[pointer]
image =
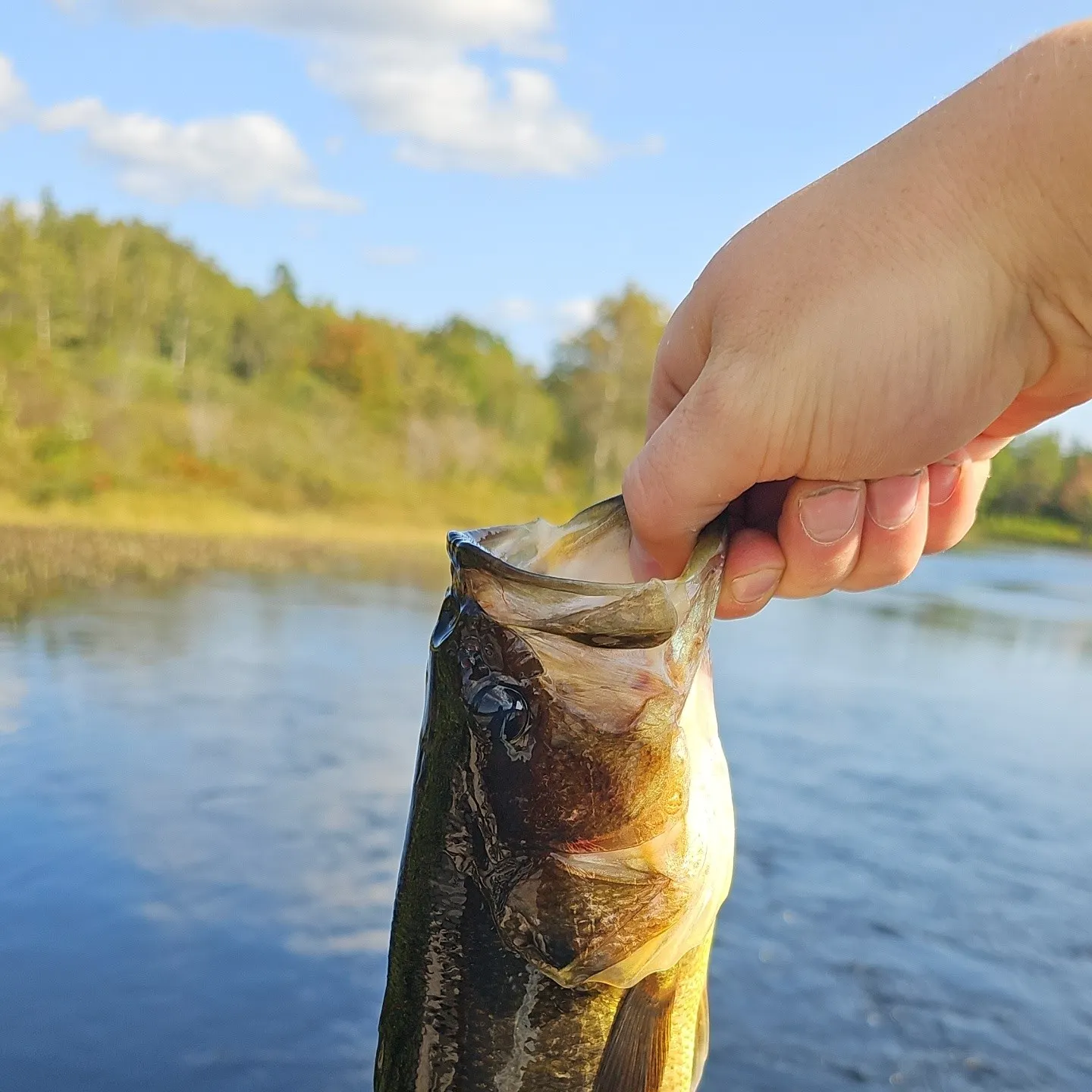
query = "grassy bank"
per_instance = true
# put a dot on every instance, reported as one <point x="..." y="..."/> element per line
<point x="45" y="553"/>
<point x="49" y="551"/>
<point x="1028" y="531"/>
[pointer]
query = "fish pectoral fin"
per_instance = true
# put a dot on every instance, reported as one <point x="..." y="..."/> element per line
<point x="637" y="1047"/>
<point x="700" y="1041"/>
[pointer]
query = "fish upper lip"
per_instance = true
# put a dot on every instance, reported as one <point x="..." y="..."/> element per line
<point x="466" y="551"/>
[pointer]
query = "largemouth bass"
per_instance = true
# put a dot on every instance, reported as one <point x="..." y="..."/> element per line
<point x="571" y="833"/>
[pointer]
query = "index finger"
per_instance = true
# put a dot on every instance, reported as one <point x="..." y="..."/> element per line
<point x="682" y="352"/>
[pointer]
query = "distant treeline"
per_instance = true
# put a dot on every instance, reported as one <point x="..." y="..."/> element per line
<point x="1037" y="478"/>
<point x="128" y="360"/>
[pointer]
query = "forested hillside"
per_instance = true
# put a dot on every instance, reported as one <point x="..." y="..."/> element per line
<point x="130" y="364"/>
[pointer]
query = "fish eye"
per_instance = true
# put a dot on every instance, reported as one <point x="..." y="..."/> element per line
<point x="504" y="710"/>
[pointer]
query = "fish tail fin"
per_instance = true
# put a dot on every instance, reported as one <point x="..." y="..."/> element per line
<point x="637" y="1047"/>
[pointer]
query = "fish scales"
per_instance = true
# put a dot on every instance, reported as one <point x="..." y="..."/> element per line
<point x="570" y="839"/>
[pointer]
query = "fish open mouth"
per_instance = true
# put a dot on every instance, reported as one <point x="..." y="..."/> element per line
<point x="575" y="580"/>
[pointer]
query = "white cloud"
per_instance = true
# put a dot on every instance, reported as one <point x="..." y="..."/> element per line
<point x="14" y="102"/>
<point x="469" y="22"/>
<point x="563" y="318"/>
<point x="391" y="256"/>
<point x="241" y="159"/>
<point x="404" y="67"/>
<point x="577" y="314"/>
<point x="449" y="115"/>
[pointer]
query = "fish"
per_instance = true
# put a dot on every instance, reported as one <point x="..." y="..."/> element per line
<point x="571" y="831"/>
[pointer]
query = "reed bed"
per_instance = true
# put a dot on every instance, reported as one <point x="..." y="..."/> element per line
<point x="41" y="563"/>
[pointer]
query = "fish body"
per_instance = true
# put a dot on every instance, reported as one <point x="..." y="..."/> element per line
<point x="571" y="834"/>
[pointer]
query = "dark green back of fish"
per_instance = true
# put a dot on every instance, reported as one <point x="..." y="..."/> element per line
<point x="459" y="1007"/>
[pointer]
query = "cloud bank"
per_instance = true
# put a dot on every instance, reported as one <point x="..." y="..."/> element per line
<point x="241" y="159"/>
<point x="407" y="69"/>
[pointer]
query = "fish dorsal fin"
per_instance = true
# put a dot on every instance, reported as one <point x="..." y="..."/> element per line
<point x="637" y="1047"/>
<point x="700" y="1040"/>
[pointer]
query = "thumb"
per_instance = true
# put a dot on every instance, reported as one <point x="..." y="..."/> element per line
<point x="707" y="452"/>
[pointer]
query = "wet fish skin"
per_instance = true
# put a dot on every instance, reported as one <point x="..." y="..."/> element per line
<point x="555" y="836"/>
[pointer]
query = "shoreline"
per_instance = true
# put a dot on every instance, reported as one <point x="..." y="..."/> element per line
<point x="49" y="553"/>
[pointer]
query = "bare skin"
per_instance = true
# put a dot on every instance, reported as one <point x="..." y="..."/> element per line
<point x="846" y="366"/>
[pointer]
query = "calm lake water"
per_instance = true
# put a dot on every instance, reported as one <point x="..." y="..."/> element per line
<point x="203" y="793"/>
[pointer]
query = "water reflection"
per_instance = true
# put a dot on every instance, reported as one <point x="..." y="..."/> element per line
<point x="203" y="795"/>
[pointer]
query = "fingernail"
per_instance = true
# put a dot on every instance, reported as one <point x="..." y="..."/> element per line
<point x="831" y="513"/>
<point x="642" y="563"/>
<point x="893" y="501"/>
<point x="752" y="587"/>
<point x="943" y="478"/>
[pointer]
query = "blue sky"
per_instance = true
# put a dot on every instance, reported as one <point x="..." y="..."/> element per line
<point x="386" y="150"/>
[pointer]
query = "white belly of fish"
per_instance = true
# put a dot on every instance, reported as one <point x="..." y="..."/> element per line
<point x="696" y="854"/>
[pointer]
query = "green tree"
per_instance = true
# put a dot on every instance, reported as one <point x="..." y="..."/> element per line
<point x="601" y="382"/>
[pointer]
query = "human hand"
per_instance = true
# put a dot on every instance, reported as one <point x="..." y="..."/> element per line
<point x="846" y="366"/>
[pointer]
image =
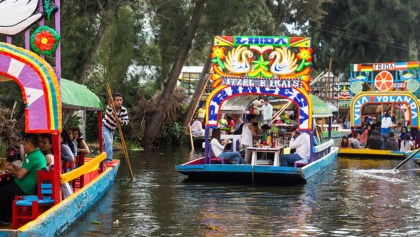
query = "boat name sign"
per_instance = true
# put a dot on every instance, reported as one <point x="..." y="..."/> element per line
<point x="386" y="99"/>
<point x="277" y="83"/>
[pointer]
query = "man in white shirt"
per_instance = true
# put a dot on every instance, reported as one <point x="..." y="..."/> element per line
<point x="302" y="143"/>
<point x="197" y="127"/>
<point x="267" y="112"/>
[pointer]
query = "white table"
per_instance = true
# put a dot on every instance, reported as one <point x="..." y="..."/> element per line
<point x="276" y="150"/>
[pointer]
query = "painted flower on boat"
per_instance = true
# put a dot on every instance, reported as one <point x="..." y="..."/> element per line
<point x="45" y="40"/>
<point x="218" y="52"/>
<point x="305" y="53"/>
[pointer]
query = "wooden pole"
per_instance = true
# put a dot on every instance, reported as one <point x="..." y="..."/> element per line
<point x="290" y="102"/>
<point x="327" y="90"/>
<point x="108" y="88"/>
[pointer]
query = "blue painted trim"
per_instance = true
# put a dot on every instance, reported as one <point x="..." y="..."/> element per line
<point x="56" y="220"/>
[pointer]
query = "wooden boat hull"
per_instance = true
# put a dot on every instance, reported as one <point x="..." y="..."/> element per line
<point x="197" y="170"/>
<point x="60" y="217"/>
<point x="370" y="153"/>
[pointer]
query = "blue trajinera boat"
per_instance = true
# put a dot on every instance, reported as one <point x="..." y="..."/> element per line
<point x="47" y="102"/>
<point x="244" y="72"/>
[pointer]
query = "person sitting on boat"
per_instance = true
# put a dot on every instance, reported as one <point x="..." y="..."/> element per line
<point x="26" y="176"/>
<point x="238" y="126"/>
<point x="355" y="143"/>
<point x="365" y="134"/>
<point x="81" y="145"/>
<point x="66" y="147"/>
<point x="201" y="113"/>
<point x="231" y="124"/>
<point x="47" y="149"/>
<point x="374" y="141"/>
<point x="404" y="132"/>
<point x="197" y="127"/>
<point x="302" y="143"/>
<point x="406" y="144"/>
<point x="249" y="132"/>
<point x="345" y="142"/>
<point x="70" y="133"/>
<point x="386" y="123"/>
<point x="391" y="142"/>
<point x="233" y="157"/>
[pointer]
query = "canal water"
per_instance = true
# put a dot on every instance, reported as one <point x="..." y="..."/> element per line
<point x="353" y="197"/>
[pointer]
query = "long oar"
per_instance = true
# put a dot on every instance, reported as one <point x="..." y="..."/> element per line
<point x="120" y="131"/>
<point x="290" y="102"/>
<point x="406" y="159"/>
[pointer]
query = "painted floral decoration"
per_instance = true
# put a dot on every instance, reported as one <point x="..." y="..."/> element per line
<point x="305" y="53"/>
<point x="305" y="56"/>
<point x="45" y="40"/>
<point x="218" y="56"/>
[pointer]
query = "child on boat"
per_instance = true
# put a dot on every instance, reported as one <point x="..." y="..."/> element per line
<point x="345" y="142"/>
<point x="406" y="144"/>
<point x="26" y="177"/>
<point x="81" y="145"/>
<point x="374" y="141"/>
<point x="218" y="149"/>
<point x="391" y="142"/>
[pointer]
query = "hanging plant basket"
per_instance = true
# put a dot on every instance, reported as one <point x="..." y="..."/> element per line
<point x="45" y="40"/>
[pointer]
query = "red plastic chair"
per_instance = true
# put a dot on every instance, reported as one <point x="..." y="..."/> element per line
<point x="27" y="208"/>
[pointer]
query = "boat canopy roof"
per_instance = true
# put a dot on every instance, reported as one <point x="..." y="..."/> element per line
<point x="239" y="104"/>
<point x="77" y="96"/>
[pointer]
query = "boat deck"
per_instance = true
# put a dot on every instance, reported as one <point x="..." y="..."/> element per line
<point x="88" y="178"/>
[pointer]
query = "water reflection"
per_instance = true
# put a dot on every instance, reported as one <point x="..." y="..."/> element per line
<point x="353" y="197"/>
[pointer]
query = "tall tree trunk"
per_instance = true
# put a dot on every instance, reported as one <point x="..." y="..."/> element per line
<point x="157" y="118"/>
<point x="201" y="86"/>
<point x="108" y="16"/>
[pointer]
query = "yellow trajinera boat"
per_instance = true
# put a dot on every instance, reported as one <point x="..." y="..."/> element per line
<point x="378" y="85"/>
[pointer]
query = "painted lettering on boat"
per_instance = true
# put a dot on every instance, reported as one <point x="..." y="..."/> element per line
<point x="261" y="41"/>
<point x="383" y="66"/>
<point x="403" y="99"/>
<point x="262" y="83"/>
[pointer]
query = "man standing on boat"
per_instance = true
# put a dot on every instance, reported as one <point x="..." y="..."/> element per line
<point x="267" y="112"/>
<point x="109" y="122"/>
<point x="302" y="143"/>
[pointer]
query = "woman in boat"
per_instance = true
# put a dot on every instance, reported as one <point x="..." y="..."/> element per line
<point x="66" y="147"/>
<point x="249" y="132"/>
<point x="345" y="142"/>
<point x="47" y="148"/>
<point x="406" y="144"/>
<point x="374" y="141"/>
<point x="391" y="142"/>
<point x="81" y="147"/>
<point x="404" y="132"/>
<point x="218" y="149"/>
<point x="365" y="134"/>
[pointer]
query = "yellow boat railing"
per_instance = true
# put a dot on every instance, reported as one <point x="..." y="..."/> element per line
<point x="84" y="169"/>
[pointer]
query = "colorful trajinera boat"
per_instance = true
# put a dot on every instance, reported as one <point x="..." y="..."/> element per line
<point x="46" y="98"/>
<point x="387" y="85"/>
<point x="245" y="68"/>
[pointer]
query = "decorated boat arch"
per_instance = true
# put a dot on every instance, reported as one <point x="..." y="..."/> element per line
<point x="46" y="97"/>
<point x="246" y="68"/>
<point x="395" y="83"/>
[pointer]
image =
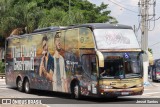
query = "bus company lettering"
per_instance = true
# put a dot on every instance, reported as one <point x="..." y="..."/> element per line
<point x="23" y="57"/>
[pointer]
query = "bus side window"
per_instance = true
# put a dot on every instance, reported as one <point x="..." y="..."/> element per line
<point x="86" y="64"/>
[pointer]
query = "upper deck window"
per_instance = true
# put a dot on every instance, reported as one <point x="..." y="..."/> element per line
<point x="115" y="39"/>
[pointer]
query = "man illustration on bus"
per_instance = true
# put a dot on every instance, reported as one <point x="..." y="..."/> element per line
<point x="47" y="62"/>
<point x="59" y="77"/>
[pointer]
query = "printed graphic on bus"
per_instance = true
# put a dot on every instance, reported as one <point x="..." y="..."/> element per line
<point x="83" y="60"/>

++++

◆ **Objective**:
Report each line in the material above that contains the string "wooden", copying each one as it appears.

◆ **Solution for this problem**:
query = "wooden pole"
query = "wooden boat hull"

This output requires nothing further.